TAREA ASIGNADA 1 ▸
Resuma en dos oraciones el texto sobre el viento de levante.
TAREA ASIGNADA 2 ▸
Transcriba literalmente el fragmento del texto sobre el viento de levante que va desde "Dicen los marengos" hasta "levante fuerte seguimos.", ambos incluidos.

TEXTO MOSTRADO ▸
Dicen los marengos que lo que haga la noche de San Juan hará todo el verano. La noche de San Juan fue de levante fuerte, si no me falla esta memoria mía que siempre tuvo vocación de orilla, y con levante fuerte seguimos.

El levante es un viento macho y marinero que, cuando viene de buenas, se echa tranquilo sobre la ciudad con una luz acuosa, leve de bruma y algo salobre, aquietando las olas en la playa y mojándonos los sueños. Cuando viene así, suave, el levante tiñe las calles de una claridad vaporosa, deja en ella un aroma de sal y espuma y, si te acercas a la orilla, puedes oír su vieja letanía, esa que, cuentan los pescadores, es la larga nómina de los ahogados. Pero a veces, cuando se desboca, cuando se le hinchan los humores, muerde la orilla y la arrastra hasta el fondo. El levante es un viento voraz que se lleva la arena y algunos bañistas incautos. Este verano van trece los ahogados por el levante y sus arranques, trece muertos que añadir a la larga lista que cuentan las olas.

FILAS PROPORCIONADAS ▸
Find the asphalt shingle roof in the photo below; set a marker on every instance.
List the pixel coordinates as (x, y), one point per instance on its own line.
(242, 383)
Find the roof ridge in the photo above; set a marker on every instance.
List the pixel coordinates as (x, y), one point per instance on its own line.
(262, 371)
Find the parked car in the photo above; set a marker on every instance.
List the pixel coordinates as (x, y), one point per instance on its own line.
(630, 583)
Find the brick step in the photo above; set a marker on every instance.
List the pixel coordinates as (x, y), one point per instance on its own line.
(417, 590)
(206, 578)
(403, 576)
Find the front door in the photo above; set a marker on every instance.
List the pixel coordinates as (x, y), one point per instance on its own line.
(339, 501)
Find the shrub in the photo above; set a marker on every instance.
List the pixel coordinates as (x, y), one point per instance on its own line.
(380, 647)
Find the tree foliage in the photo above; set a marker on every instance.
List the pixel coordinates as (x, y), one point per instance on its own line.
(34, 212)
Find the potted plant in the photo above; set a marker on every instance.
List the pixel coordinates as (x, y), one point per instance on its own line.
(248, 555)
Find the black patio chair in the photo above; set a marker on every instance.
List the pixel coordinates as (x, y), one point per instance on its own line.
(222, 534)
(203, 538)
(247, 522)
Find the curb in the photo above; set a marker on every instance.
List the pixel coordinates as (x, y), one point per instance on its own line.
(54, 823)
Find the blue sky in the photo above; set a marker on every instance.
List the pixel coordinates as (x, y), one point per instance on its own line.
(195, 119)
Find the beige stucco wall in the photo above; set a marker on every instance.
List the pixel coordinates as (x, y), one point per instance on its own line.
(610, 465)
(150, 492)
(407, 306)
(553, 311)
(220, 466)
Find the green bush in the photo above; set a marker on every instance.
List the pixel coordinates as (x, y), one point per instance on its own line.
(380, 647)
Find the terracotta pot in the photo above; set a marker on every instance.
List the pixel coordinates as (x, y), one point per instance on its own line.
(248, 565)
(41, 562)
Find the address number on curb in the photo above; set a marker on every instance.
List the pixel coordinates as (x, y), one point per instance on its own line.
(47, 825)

RESULTADO OBTENIDO 1 ▸
Conforme al dicho de los marengos, el levante fuerte de la noche de San Juan ha seguido soplando durante el verano. Este viento, que en calma deja una luz acuosa y un aroma de sal y espuma, muerde la orilla cuando se desboca y este verano ya ha causado trece ahogados.

RESULTADO OBTENIDO 2 ▸
Dicen los marengos que lo que haga la noche de San Juan hará todo el verano. La noche de San Juan fue de levante fuerte, si no me falla esta memoria mía que siempre tuvo vocación de orilla, y con levante fuerte seguimos.